Data listing:
◇ ◇ ◇ ◇ ◇ ◇ ◇

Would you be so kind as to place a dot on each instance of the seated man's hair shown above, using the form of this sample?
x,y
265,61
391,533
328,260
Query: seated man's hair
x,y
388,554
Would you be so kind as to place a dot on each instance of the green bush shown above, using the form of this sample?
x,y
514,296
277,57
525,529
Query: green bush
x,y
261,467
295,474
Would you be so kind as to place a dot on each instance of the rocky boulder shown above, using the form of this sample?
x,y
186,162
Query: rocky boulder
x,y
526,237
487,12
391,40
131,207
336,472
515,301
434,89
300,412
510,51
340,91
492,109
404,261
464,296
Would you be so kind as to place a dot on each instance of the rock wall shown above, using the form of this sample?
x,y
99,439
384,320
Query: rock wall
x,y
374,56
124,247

◇ ◇ ◇ ◇ ◇ ◇ ◇

• _Given exercise_
Put every line of the material above into a numbered list, omitting any blank lines.

• _Output for this task_
1. Would you be so kind as to place a dot on each instance of the seated man's hair shown above, using the form of this sample?
2. x,y
3. 265,61
4. 391,533
5. 328,260
6. Query: seated man's hair
7. x,y
8. 388,554
9. Would you be so kind as to place a dot on each instance of the green bush shown above, using the form of this sample?
10. x,y
11. 514,296
12. 277,57
13. 525,529
14. Query: green bush
15. x,y
16. 261,467
17. 295,474
18. Would you be so kind as to place a dot on each instance of the rocky boulder shown above, using the form of this sample?
19. x,y
20. 186,162
21. Query: rocky boulder
22. x,y
23. 526,237
24. 487,12
25. 391,40
26. 131,207
27. 336,472
28. 515,301
29. 434,89
30. 300,412
31. 510,51
32. 340,91
33. 492,109
34. 404,261
35. 464,296
36. Would you be so kind as to place a dot on each instance of the rock wall shown above, using the form of this sample?
37. x,y
38. 99,439
39. 384,320
40. Query: rock wall
41. x,y
42. 374,56
43. 124,247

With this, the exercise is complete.